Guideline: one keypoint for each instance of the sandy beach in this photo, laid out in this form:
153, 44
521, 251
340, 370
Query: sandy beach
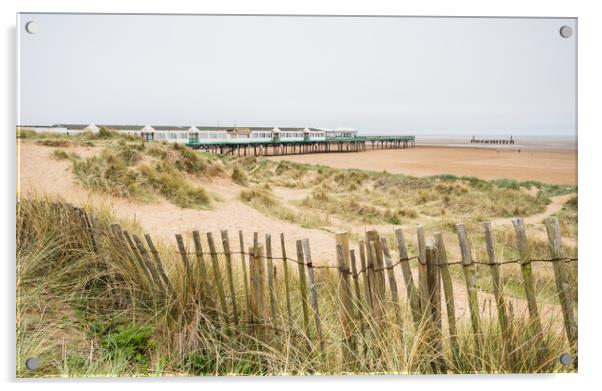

=-=-=

**Exercise**:
Lay out every line of the data above as a JSON list of strings, one string per line, with blank lines and pictures left out.

**Exercise solution**:
[
  "Guideline: one keypoint for each instance of the sandy beach in this photo, laid out in this form:",
  "153, 44",
  "521, 251",
  "340, 370",
  "Query: sandy beach"
]